Exercises to complete:
1. Decide whether each statement agrees with the Pixel XL passage, answering yes or no and quoting the deciding words: (a) The Pixel XL's CPU has two cores with a peak frequency of 2.15GHz. (b) The Pixel XL's SoC is a Snapdragon 820. (c) The passage recommends keeping HDR+ on all the time.
2. Write the next part of the Pixel XL passage, starting right after its final sentence.
--- START OF Selected passage ---
There’s no doubt that Google’s HDR+ mode performs well, improving exposure and detail while producing natural looking results. There are a few cases where turning HDR+ off will produce a better image, but given how well it performs, both in terms of image quality and capture speed, it’s best to take Google’s advice and leave it turned on all the time.

Section by Brandon Chester

The Pixel XL’s SoC is designed by Qualcomm and comes with four of its custom Kryo CPU cores—two with a peak frequency of 2.15GHz and two more that top out at 1.59GHz. The quad-core CPU is paired with an Adreno 530 GPU. After hearing that, you may think that I’m describing Snapdragon 820, but in this case I’m actually describing Snapdragon 821. Qualcomm’s SoCs often come in two versions with different sets of frequencies, and in the case of the Pixel XL Google has opted to use MSM8996 Pro-AB, which shares the same clock speeds as the normal MSM8996 that shipped in many of 2016’s flagship smartphones.
--- END OF Selected passage ---
--- START OF Entries ---
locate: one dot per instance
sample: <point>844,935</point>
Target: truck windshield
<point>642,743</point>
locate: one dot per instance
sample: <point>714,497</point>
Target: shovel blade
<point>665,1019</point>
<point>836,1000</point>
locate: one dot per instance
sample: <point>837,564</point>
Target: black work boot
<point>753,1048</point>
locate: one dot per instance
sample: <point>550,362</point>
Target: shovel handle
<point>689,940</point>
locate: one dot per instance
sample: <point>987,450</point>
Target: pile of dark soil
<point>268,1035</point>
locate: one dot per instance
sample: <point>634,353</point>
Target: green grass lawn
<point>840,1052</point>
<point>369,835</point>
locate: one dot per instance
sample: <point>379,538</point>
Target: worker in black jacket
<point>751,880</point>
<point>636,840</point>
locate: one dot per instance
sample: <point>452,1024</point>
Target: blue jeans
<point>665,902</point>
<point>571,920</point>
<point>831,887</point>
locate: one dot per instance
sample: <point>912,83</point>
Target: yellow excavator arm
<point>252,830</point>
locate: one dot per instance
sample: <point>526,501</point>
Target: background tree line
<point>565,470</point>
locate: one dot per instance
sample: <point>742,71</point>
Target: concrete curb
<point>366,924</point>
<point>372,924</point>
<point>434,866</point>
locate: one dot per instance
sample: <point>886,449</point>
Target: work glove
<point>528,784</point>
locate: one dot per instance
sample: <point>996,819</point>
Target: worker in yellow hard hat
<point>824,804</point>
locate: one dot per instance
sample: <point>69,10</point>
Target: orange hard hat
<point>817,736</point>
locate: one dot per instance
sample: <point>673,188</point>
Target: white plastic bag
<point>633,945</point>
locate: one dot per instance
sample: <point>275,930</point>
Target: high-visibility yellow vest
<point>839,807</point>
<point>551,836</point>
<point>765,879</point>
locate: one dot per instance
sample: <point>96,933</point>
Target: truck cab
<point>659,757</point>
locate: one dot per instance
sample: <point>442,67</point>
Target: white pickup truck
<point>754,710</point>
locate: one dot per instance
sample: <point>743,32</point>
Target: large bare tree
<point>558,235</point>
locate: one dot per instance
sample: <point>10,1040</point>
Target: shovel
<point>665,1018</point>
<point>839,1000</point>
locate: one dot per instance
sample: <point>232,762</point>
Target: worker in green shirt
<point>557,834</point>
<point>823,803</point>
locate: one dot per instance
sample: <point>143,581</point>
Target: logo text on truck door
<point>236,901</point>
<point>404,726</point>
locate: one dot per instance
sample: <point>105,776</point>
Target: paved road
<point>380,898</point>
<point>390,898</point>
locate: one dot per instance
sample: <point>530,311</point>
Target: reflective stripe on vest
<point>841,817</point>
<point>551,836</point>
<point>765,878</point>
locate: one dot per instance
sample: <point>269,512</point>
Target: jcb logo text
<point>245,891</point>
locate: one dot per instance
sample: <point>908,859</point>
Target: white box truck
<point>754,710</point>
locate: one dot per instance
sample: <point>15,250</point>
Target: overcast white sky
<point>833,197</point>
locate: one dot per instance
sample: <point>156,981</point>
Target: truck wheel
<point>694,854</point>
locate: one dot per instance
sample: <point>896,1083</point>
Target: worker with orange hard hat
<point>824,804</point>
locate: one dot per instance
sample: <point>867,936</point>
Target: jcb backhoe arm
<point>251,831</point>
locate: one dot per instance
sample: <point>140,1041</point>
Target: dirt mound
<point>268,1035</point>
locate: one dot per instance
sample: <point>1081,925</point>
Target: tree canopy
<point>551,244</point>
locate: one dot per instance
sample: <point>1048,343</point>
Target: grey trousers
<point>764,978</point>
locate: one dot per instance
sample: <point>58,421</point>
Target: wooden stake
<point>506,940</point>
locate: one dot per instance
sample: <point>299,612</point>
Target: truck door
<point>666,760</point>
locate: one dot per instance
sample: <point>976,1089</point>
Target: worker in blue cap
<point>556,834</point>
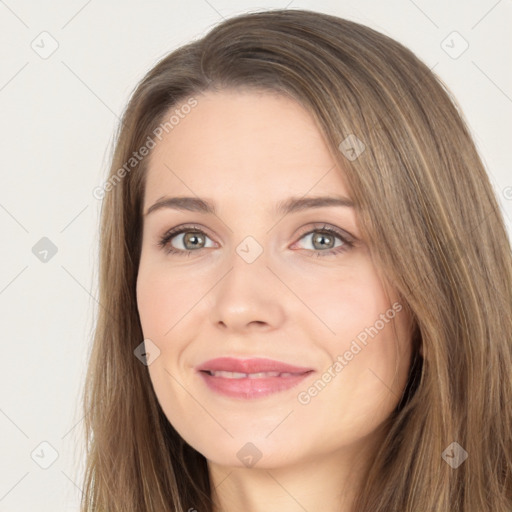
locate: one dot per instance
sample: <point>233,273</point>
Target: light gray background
<point>57,122</point>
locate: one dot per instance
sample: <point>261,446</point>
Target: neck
<point>328,483</point>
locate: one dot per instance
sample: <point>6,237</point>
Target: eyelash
<point>169,235</point>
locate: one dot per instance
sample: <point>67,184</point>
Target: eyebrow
<point>292,204</point>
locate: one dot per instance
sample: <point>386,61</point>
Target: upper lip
<point>252,365</point>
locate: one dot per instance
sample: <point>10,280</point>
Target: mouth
<point>251,378</point>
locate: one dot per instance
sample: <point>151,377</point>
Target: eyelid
<point>348,240</point>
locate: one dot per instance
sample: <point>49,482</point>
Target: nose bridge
<point>247,293</point>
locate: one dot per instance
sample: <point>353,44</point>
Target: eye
<point>191,238</point>
<point>323,241</point>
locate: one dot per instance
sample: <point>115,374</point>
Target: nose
<point>249,296</point>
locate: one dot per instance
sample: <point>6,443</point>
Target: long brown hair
<point>437,234</point>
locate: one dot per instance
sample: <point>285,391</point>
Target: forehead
<point>255,143</point>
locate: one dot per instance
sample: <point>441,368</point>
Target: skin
<point>246,151</point>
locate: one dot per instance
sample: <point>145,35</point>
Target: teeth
<point>238,375</point>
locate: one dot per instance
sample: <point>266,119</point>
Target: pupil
<point>191,236</point>
<point>320,237</point>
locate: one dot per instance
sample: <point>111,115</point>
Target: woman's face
<point>261,278</point>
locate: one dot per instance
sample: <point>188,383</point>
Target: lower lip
<point>251,388</point>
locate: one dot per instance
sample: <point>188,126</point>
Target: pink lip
<point>247,387</point>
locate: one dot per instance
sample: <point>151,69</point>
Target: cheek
<point>163,298</point>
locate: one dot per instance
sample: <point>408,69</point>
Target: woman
<point>231,369</point>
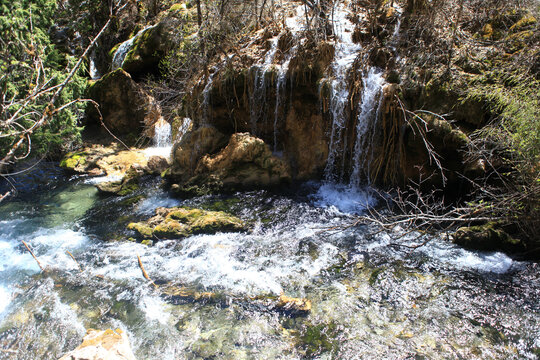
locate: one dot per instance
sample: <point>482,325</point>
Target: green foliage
<point>514,98</point>
<point>30,60</point>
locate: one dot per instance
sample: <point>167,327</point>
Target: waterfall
<point>162,134</point>
<point>123,49</point>
<point>373,83</point>
<point>92,69</point>
<point>280,92</point>
<point>258,97</point>
<point>345,53</point>
<point>162,140</point>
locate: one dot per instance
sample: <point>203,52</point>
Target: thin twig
<point>34,256</point>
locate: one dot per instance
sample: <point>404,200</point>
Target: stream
<point>370,300</point>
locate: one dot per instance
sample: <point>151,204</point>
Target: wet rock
<point>245,163</point>
<point>127,109</point>
<point>153,45</point>
<point>157,164</point>
<point>193,146</point>
<point>487,237</point>
<point>180,222</point>
<point>96,159</point>
<point>293,305</point>
<point>102,345</point>
<point>127,185</point>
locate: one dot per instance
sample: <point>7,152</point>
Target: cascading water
<point>124,48</point>
<point>162,134</point>
<point>370,300</point>
<point>257,102</point>
<point>92,69</point>
<point>345,54</point>
<point>162,140</point>
<point>373,82</point>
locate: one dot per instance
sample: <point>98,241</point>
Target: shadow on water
<point>369,300</point>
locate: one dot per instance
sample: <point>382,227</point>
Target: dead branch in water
<point>34,256</point>
<point>145,274</point>
<point>76,262</point>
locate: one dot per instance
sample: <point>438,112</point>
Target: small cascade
<point>280,92</point>
<point>162,140</point>
<point>183,129</point>
<point>373,83</point>
<point>345,53</point>
<point>258,97</point>
<point>123,49</point>
<point>162,134</point>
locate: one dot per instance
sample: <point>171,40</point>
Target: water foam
<point>343,198</point>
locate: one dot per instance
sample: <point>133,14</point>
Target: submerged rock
<point>102,345</point>
<point>246,162</point>
<point>127,185</point>
<point>487,237</point>
<point>180,222</point>
<point>96,159</point>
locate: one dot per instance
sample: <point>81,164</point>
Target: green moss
<point>113,50</point>
<point>72,160</point>
<point>128,188</point>
<point>489,236</point>
<point>321,338</point>
<point>143,229</point>
<point>526,20</point>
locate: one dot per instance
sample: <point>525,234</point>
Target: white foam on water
<point>162,140</point>
<point>343,198</point>
<point>5,298</point>
<point>123,49</point>
<point>344,55</point>
<point>296,22</point>
<point>102,179</point>
<point>150,204</point>
<point>495,262</point>
<point>154,309</point>
<point>373,83</point>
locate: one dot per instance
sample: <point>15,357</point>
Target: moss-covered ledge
<point>181,222</point>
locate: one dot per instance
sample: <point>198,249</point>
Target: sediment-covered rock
<point>489,237</point>
<point>126,108</point>
<point>246,162</point>
<point>96,159</point>
<point>102,345</point>
<point>180,222</point>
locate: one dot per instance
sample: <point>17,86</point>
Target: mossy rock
<point>318,339</point>
<point>180,222</point>
<point>487,237</point>
<point>73,160</point>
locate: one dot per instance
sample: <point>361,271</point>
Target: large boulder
<point>191,148</point>
<point>245,163</point>
<point>102,345</point>
<point>180,222</point>
<point>126,108</point>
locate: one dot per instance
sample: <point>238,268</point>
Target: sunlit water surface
<point>371,299</point>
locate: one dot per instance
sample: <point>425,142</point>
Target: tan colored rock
<point>246,162</point>
<point>180,222</point>
<point>102,345</point>
<point>98,159</point>
<point>294,305</point>
<point>127,109</point>
<point>193,146</point>
<point>307,145</point>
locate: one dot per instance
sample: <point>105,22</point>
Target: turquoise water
<point>371,300</point>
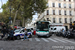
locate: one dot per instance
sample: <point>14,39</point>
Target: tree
<point>28,7</point>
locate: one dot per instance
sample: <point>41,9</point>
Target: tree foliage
<point>28,7</point>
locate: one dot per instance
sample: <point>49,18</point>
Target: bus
<point>42,28</point>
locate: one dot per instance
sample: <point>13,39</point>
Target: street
<point>42,43</point>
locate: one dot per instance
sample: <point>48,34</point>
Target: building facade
<point>59,11</point>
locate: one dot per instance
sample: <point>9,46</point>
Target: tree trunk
<point>23,22</point>
<point>15,18</point>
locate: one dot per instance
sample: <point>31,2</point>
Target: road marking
<point>37,39</point>
<point>52,40</point>
<point>44,39</point>
<point>69,41</point>
<point>30,39</point>
<point>60,40</point>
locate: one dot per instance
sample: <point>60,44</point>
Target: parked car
<point>71,34</point>
<point>19,33</point>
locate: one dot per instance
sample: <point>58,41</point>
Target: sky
<point>4,1</point>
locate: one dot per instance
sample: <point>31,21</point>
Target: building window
<point>64,12</point>
<point>65,20</point>
<point>60,20</point>
<point>53,12</point>
<point>53,4</point>
<point>53,20</point>
<point>47,12</point>
<point>70,13</point>
<point>69,0</point>
<point>59,5</point>
<point>69,5</point>
<point>70,20</point>
<point>59,12</point>
<point>64,5</point>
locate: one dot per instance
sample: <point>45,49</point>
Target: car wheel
<point>18,37</point>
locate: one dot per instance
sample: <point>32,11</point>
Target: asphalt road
<point>42,43</point>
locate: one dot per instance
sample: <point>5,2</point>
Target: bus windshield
<point>42,27</point>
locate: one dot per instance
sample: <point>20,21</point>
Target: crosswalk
<point>56,40</point>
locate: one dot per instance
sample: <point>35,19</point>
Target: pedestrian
<point>11,35</point>
<point>25,35</point>
<point>4,31</point>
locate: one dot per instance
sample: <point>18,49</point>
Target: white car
<point>19,33</point>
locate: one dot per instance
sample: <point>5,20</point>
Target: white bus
<point>42,28</point>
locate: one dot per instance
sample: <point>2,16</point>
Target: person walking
<point>25,35</point>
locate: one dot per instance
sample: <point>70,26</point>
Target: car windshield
<point>17,30</point>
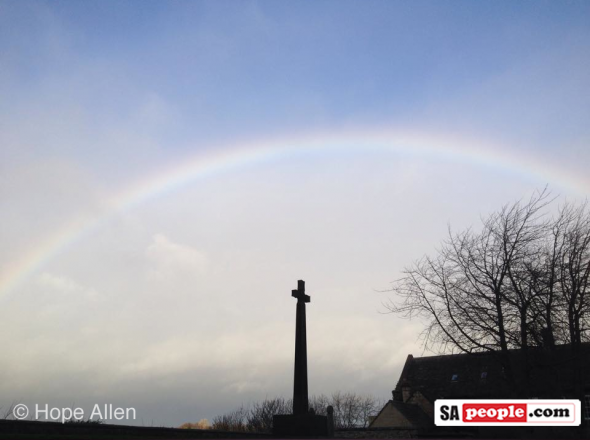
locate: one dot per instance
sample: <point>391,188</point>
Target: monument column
<point>301,423</point>
<point>300,397</point>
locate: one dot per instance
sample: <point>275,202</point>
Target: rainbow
<point>224,158</point>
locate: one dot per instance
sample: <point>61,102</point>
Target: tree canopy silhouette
<point>519,281</point>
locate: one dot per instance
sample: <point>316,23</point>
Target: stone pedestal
<point>300,425</point>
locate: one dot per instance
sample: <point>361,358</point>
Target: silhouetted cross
<point>300,292</point>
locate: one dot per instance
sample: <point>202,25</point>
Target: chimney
<point>406,391</point>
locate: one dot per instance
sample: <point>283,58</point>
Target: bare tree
<point>518,282</point>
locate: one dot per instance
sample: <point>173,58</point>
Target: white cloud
<point>169,259</point>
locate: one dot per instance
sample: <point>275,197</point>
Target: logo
<point>455,412</point>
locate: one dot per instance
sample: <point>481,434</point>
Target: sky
<point>169,170</point>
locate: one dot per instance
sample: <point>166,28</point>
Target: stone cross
<point>300,397</point>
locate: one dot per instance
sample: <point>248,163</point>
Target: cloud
<point>169,259</point>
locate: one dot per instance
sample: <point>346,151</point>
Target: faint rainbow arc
<point>244,153</point>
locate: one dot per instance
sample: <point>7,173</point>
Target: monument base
<point>302,425</point>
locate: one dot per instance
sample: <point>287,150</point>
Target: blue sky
<point>98,97</point>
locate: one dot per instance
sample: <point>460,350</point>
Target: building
<point>548,373</point>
--- END OF Entries ---
Answer set:
1.
(a) Yes: "two with a peak frequency of 2.15GHz"
(b) No: "but in this case I’m actually describing Snapdragon 821"
(c) Yes: "it’s best to take Google’s advice and leave it turned on all the time"

2.
On paper, there’s not really any room for Google to have improved general CPU performance compared to the other Android flagships from this year. However, the Pixel XL comes with Android Nougat, along with Google’s firmware. System performance on a smartphone is hardly just a function of how fast the CPU is, and it’s generally not something that you can determine based solely on the hardware, even if you consider all the parts of the system. A phone’s software plays a big role in its UI performance, as well as the performance of critical Android APIs. We’ve seen devices with the same SoC achieve very different results in tests such as PCMark that utilize frameworks such as RenderScript and core APIs like the system WebView. In order to get a better idea of how well the Pixel XL performs, I’ve run it through our standard set of benchmarks.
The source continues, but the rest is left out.